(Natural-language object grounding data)
■ ■ ■ ■ ■

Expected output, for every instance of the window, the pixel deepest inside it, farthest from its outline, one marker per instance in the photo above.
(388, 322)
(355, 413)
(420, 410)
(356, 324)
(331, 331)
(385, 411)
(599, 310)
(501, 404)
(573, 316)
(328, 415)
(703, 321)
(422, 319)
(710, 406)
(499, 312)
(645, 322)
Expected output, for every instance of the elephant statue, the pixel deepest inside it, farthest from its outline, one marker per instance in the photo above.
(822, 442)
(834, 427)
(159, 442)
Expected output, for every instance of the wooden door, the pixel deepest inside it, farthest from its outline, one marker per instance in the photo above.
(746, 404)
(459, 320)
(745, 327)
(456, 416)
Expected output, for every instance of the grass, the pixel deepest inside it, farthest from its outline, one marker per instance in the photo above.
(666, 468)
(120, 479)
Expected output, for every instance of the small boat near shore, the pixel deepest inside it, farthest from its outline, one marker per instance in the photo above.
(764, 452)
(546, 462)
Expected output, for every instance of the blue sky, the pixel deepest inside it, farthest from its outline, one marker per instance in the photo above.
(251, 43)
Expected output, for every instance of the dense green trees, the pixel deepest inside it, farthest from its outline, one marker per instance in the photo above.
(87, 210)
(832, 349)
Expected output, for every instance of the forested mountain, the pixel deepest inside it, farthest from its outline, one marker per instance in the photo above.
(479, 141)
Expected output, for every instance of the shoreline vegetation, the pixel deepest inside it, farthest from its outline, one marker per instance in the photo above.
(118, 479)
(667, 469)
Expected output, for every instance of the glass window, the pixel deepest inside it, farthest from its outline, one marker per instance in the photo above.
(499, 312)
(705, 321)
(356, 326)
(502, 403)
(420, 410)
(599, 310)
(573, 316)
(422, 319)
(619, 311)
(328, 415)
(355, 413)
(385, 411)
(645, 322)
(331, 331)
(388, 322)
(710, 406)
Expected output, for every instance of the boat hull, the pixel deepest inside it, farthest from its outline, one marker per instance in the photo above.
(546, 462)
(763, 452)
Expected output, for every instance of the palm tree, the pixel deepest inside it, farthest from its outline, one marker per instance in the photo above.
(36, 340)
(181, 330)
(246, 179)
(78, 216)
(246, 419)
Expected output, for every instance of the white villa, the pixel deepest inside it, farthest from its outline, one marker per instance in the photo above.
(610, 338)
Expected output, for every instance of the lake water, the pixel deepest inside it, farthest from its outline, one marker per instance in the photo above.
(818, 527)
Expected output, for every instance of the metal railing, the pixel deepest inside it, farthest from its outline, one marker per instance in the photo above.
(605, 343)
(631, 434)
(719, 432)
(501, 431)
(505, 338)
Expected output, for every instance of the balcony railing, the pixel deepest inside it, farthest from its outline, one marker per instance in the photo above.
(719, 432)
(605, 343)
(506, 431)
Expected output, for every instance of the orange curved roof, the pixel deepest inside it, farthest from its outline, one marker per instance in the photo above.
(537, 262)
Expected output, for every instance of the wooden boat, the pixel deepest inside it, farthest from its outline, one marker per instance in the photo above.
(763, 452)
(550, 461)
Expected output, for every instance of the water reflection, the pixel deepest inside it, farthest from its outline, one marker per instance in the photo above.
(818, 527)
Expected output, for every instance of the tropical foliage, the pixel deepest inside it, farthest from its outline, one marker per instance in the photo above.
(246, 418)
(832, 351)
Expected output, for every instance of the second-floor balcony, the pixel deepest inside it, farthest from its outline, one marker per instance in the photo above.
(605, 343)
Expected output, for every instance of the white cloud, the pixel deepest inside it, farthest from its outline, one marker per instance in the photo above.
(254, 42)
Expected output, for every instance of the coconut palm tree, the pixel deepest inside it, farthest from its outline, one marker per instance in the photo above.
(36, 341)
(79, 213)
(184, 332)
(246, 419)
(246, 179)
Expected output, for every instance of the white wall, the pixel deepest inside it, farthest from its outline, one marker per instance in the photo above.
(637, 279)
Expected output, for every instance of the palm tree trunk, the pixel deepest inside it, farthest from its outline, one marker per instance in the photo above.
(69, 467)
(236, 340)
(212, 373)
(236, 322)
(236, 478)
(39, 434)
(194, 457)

■ ■ ■ ■ ■

What to produce
Each line above must be returned exactly as written.

Your solution
Expected output, for every instance of the window, the pixel deepest inside it, farthest from its outline, one marker per instance in the photo above.
(388, 322)
(355, 413)
(420, 410)
(356, 324)
(331, 331)
(385, 411)
(599, 310)
(501, 404)
(573, 316)
(328, 415)
(703, 321)
(422, 319)
(710, 406)
(499, 312)
(645, 322)
Expected output, for every instance of the elephant statue, the pixel deepest inside it, farthest from its outline, one marker per instance in the photo above.
(822, 442)
(834, 427)
(159, 442)
Expected output, for every instance of the wooden door, the pixel deepest inside it, farthest from its outline, one marker per instance in the photo above.
(746, 404)
(459, 320)
(745, 327)
(456, 416)
Expected output, for every instance of the grass, the pixel deepest inside it, farthest from its outline, one marker per instance in the photo above.
(666, 468)
(120, 479)
Expected output, for every instance of the small boat near shore, the pixel deepest inside it, farthest from its outline, one marker per instance in the photo above.
(764, 452)
(546, 462)
Expected output, for every instance of the blue sky, the pixel deepest inside it, farthest from its outline, one marker per instance in the photo above.
(251, 43)
Expected output, for every instance of the dense green trees, the pixel deepest inside it, farthest from its outline, one marker per instance in the photo above.
(87, 210)
(832, 349)
Expected output, for every instance of the forested mountain, the pixel deepest inside it, farthest from its outline, one marker per instance in the photo above.
(479, 141)
Expected output, for every instance of the shoreline vegetation, the pixel deepest inside it, farthest from its outline, one marker per instance in the photo above.
(118, 479)
(667, 469)
Expected output, for every instance of the glass window, the pixel deepest inside it, farthest from its outline, one marker per instance in the photo above.
(499, 312)
(705, 321)
(356, 326)
(502, 403)
(420, 410)
(599, 310)
(573, 316)
(422, 319)
(619, 311)
(328, 415)
(355, 413)
(385, 411)
(645, 322)
(331, 331)
(388, 322)
(710, 406)
Expected output, for every instance of the boat hull, the pixel deepest inside it, farthest from its outline, one marker per instance in the photo above.
(546, 462)
(763, 452)
Expected output, for every instance of the palm tree, the pixel deepest inside it, farthest from its outline, one marker per instance in the photo above.
(36, 340)
(181, 330)
(246, 179)
(78, 216)
(246, 419)
Expected output, for every instance of the white villa, the pixel deepest inside it, farthest from its outline, one marker per instance in the photo above.
(610, 338)
Expected output, for every instance of the lake water, the pixel deepest inside it, farthest from its outline, one marker per instance in the photo above.
(818, 527)
Expected output, for every instance of the metal railing, the pixel deepest inside it, farthest from its outline, one marker per instance in the photo above.
(605, 343)
(631, 434)
(719, 432)
(501, 431)
(505, 338)
Expected output, for every instance of the balcony railing, the pixel deepest inside it, farthest from its outline, one marker per instance in the photo above.
(719, 432)
(605, 343)
(506, 431)
Expected output, for every instance of the orange curved roof, the pixel deepest inside it, farthest from its outline, one marker per instance in the photo above.
(537, 262)
Expected output, for every instance of the wooden boat, the pixel deepest inside it, farthest from its outline, one marker per instance in the photo above.
(763, 452)
(550, 461)
Expected output, for every instance of the water reflection, the pixel deepest inside it, farthest from its outline, one marker per instance in the photo above.
(818, 527)
Expected output, for every instance of the tropical foliage, the pixel deepest inside it, farthest from its outline, one marker per instance in the photo above.
(246, 418)
(832, 351)
Expected output, for every instance of the second-floor balcony, the pixel deepest inside it, farthest from its outline, one marker per instance in the photo above.
(605, 343)
Expected output, for every instance of the white cloud, the pixel deepest inside it, farthest from its outline, one marker per instance in the photo above.
(254, 42)
Expected output, for every instance of the coconut palm tree, the pixel deepest inside it, farthest from its outline, one marker per instance in the photo above.
(36, 341)
(79, 213)
(184, 332)
(246, 419)
(246, 179)
Expected output, for every instance of the white wall, the pixel deepest inside it, farthest from its outline, one marker per instance in the photo above.
(637, 279)
Expected output, for every instance of the palm tree trunk, the pixel deepest inside it, farthest from its outline, one marker per instance in the photo above.
(69, 467)
(236, 340)
(212, 373)
(236, 322)
(236, 478)
(39, 434)
(194, 457)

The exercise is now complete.